**Your tasks**
A - In the engine overhaul passage, please switch "Suncoast" to "the machine shop" and give the text again, starting with "When parts looked" and going on through "cam (centrilube mod).".
B - According to the engine overhaul passage, what was done with the sump?

**Passage shown**
☆ ☆ ☆ ☆

Not a chance i was buying these.



Parts we overhauled or Reused 

No Assumtions - MPI / FPI

When parts looked in good condition, and were not parts which needed to be replaced, we sent them away to be either Magnetic Particle Inspected (MPI), or Fluro Penetrant Inspected (FPI). 

Parts send for MPI Included:

Parts sent for FPI:

Once all these parts came back ok, we were then able to use them in the engine. 

Engine Case & Sump

Once totally stripped and cleaned*, the case was sent back up to Suncoast who inspected it for cracks, cleaned it and alodined it, then machined the mating faces of the case. This meant the lateral dimensions of the case had changed, and so the 'bore' could not be assumed to be round. Suncoast then 'line bored' the hole in the case, ready to accept the bearings. 

They also completed the milling of the channel in the forward bearing area of the camshaft, to give an oil feed to the hole drilled in the forward bearing of the cam (centrilube mod). 
After stipping and cleaning - that was a bear of a job



A big pile of things to go away for overhaul at Suncoast.


Back from overhaul! Much nicer...

The silver rings around the pushrod tubes need to be replaced - these were removed, the area cleaned and replaced with new ones. Not sure why this was not done at overhaul?


You can see the channel milled into the forward camshaft bearing surface to provide oil to the camshaft.



*A note on 'stripping and cleaning' - these engine parts are aluminium and cannot be bead blasted without damaging them, or embedding sand into the castings (bad!). So the case had to be run through the 'decarbonizer' fluid (a hot, stinky, red, very bad for you fluid), then the hot wash. They were then paint stripped, and pressure washed. It was a crappy thing to have to do - but better that i do it than have to pay shop labour rates! 
The very scary red tank

Yes, it was freezing.
 
The sump was in great condition already, so was send for FPI and then alodined and painted.

☆ ☆ ☆ ☆

**Dataset section**
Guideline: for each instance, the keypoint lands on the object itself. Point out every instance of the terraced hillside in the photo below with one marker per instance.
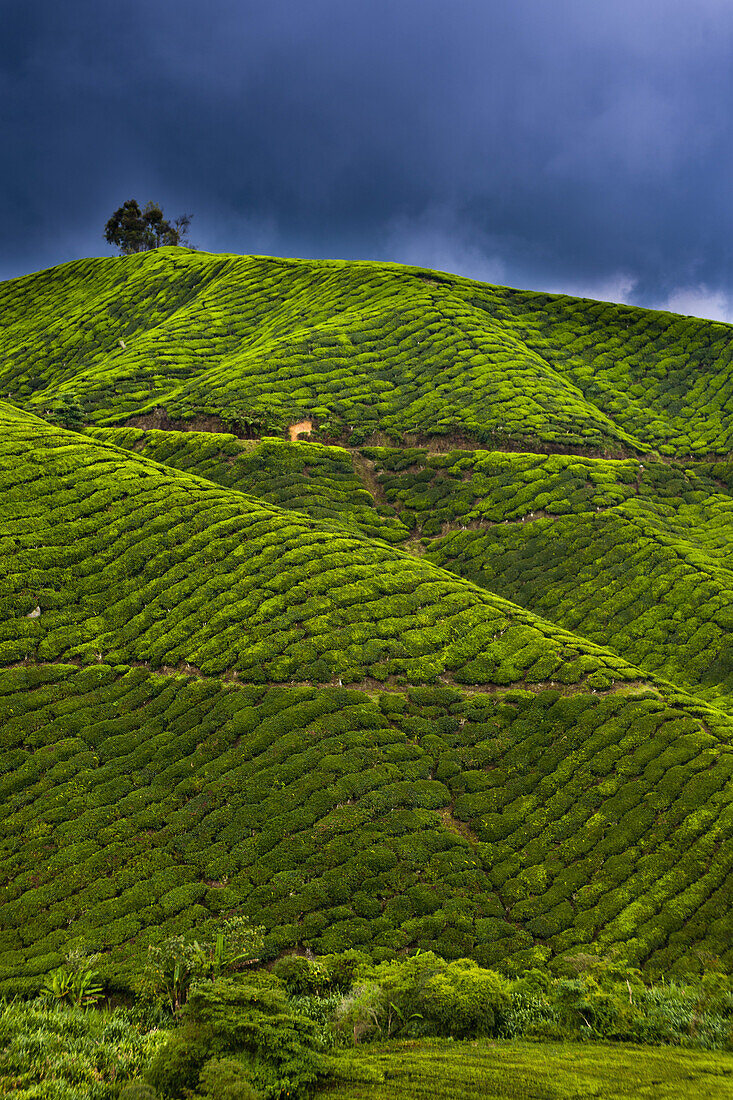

☆ ☆ ☆ ☆

**Results by task**
A -
When parts looked in good condition, and were not parts which needed to be replaced, we sent them away to be either Magnetic Particle Inspected (MPI), or Fluro Penetrant Inspected (FPI). 

Parts send for MPI Included:

Parts sent for FPI:

Once all these parts came back ok, we were then able to use them in the engine. 

Engine Case & Sump

Once totally stripped and cleaned*, the case was sent back up to the machine shop who inspected it for cracks, cleaned it and alodined it, then machined the mating faces of the case. This meant the lateral dimensions of the case had changed, and so the 'bore' could not be assumed to be round. the machine shop then 'line bored' the hole in the case, ready to accept the bearings. 

They also completed the milling of the channel in the forward bearing area of the camshaft, to give an oil feed to the hole drilled in the forward bearing of the cam (centrilube mod).

B - It was sent for FPI and then alodined and painted.